* _Directions for this task_:
Copy every line of the data below word for word, leaving out the pictures.

▽

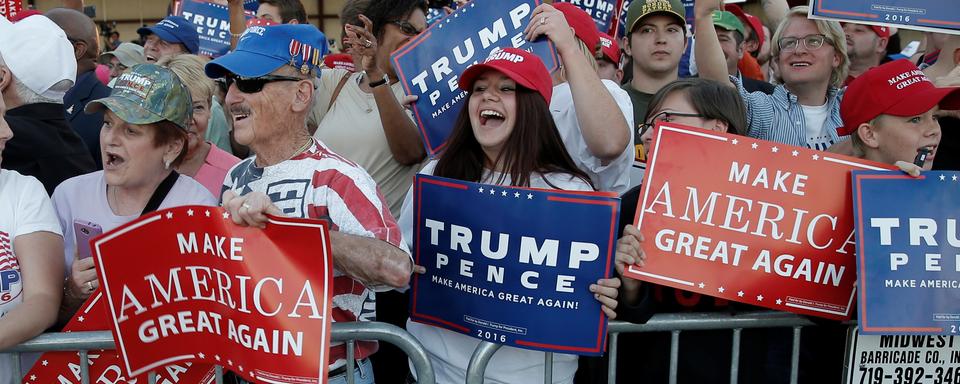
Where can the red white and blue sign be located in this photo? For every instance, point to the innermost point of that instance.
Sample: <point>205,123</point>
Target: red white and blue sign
<point>925,15</point>
<point>430,64</point>
<point>513,265</point>
<point>758,222</point>
<point>908,251</point>
<point>213,23</point>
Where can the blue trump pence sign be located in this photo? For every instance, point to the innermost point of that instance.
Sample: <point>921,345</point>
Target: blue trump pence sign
<point>513,265</point>
<point>430,64</point>
<point>908,251</point>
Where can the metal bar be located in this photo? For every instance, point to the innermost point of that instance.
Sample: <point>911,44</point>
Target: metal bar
<point>735,357</point>
<point>674,352</point>
<point>612,359</point>
<point>795,357</point>
<point>478,362</point>
<point>84,367</point>
<point>351,360</point>
<point>548,368</point>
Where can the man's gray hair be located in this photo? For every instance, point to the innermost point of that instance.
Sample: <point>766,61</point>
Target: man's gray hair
<point>28,96</point>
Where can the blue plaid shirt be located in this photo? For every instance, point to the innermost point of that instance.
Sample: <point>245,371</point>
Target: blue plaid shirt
<point>779,117</point>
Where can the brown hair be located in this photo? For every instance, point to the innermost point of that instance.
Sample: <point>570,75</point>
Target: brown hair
<point>534,145</point>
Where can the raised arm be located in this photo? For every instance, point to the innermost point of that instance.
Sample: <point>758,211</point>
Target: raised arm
<point>601,121</point>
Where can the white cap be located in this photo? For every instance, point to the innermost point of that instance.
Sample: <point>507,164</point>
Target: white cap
<point>39,54</point>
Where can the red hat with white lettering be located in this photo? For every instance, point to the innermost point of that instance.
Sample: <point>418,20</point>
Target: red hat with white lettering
<point>896,88</point>
<point>523,67</point>
<point>611,50</point>
<point>583,25</point>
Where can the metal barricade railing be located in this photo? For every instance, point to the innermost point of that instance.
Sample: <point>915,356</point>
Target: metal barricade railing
<point>346,332</point>
<point>674,323</point>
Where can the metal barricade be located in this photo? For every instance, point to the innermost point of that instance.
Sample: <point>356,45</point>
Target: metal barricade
<point>346,332</point>
<point>673,323</point>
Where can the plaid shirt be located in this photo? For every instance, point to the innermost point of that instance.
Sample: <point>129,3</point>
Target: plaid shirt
<point>779,117</point>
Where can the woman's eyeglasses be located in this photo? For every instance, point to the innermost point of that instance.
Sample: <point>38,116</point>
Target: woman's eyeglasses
<point>665,116</point>
<point>811,42</point>
<point>251,84</point>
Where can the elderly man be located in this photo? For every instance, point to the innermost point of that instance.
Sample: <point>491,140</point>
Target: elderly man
<point>82,33</point>
<point>269,96</point>
<point>37,67</point>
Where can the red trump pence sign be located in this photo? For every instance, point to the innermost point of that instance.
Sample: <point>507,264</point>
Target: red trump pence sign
<point>752,221</point>
<point>187,285</point>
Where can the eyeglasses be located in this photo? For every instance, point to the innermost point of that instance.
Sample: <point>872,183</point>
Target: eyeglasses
<point>665,116</point>
<point>251,84</point>
<point>406,28</point>
<point>811,42</point>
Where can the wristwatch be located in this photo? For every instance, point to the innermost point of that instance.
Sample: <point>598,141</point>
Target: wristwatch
<point>374,84</point>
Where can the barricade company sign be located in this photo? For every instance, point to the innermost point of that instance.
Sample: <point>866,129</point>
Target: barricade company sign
<point>748,220</point>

△

* _Answer for the task_:
Where can the red white and blue sign be located in this photo? For every instance, point to the innermost point of that instance.
Sample: <point>205,123</point>
Target: red white and blue sign
<point>925,15</point>
<point>430,64</point>
<point>513,265</point>
<point>758,222</point>
<point>908,251</point>
<point>213,23</point>
Where can the blue trump pence sign be located in this photo? For every instance, point to the innermost point of that instance.
Sample: <point>921,345</point>
Target: blue trump pence sign
<point>513,265</point>
<point>430,64</point>
<point>908,251</point>
Where can the metal bar be located in this photo? For every instance, point to the innermost point of that instance.
Sample: <point>911,44</point>
Target: metal bar
<point>735,357</point>
<point>674,352</point>
<point>612,359</point>
<point>795,357</point>
<point>478,362</point>
<point>84,367</point>
<point>351,360</point>
<point>548,368</point>
Where can the man's gray hair be located in this photo? For every instance, point to the innermost point of that instance.
Sample: <point>766,61</point>
Target: man's gray hair
<point>28,96</point>
Where can the blue plaid shirt be located in this photo? For every instance, point to the innermost point of that instance.
Sample: <point>245,371</point>
Target: blue plaid shirt
<point>779,117</point>
Where can the brown hair be located in this photo? For every instance, point to the innermost point of that instance.
Sample: <point>570,75</point>
Target: brown hair
<point>534,145</point>
Where can the raised arm be located in this photo? For every instance, point to the innermost point of that instance.
Sample: <point>758,211</point>
Target: raised arm
<point>601,121</point>
Where can the white cap be located in this photo? For every instance, point to the innermost point of that instance.
Sample: <point>507,164</point>
Target: white cap
<point>39,54</point>
Where can the red hat with white lettering be located in this photo? For every instance, point to the innermost point of that instance.
Sample: <point>418,20</point>
Target: red hat with white lettering
<point>896,88</point>
<point>523,67</point>
<point>611,50</point>
<point>583,25</point>
Where can the metal barricade railing be located in this photo? For every instance, point to the innermost point of that instance.
Sample: <point>915,356</point>
Target: metal barricade railing
<point>346,332</point>
<point>674,323</point>
Where can the metal barricade be located in this photo? For every instance, point to the innermost point of that instance.
Sample: <point>356,45</point>
Target: metal barricade
<point>346,332</point>
<point>673,323</point>
Where can the plaid shirt be located in this photo? For every instance, point to the innermost point of that instance.
Sample: <point>129,3</point>
Target: plaid shirt
<point>779,117</point>
Where can the woman's eyeglasses be located in this photo? For every instance, point to the innermost point of that instance.
Sample: <point>38,116</point>
Target: woman's eyeglasses
<point>665,116</point>
<point>811,42</point>
<point>251,84</point>
Where can the elderly man be located in this photo? For every instance, point to the innermost point of that instance.
Sample: <point>491,140</point>
Target: elderly man
<point>82,33</point>
<point>269,96</point>
<point>37,67</point>
Where can the red trump pence sign be located in this photo? For every instance, point to the innermost point of that instance.
Sample: <point>507,264</point>
Target: red trump pence sign
<point>752,221</point>
<point>187,285</point>
Where can the eyeglasses be located in this photo? For every instance, point to the innermost point of that instance.
Sample: <point>872,183</point>
Target: eyeglasses
<point>665,116</point>
<point>251,84</point>
<point>406,28</point>
<point>811,42</point>
Where can the wristwatch be located in this photo? For every instance, point to the innermost point of that instance.
Sample: <point>598,141</point>
Target: wristwatch
<point>374,84</point>
Where can the barricade company sign be located in this photo? For every instance, point to the innermost point of that instance.
Sample: <point>866,129</point>
Target: barricade company sign
<point>748,220</point>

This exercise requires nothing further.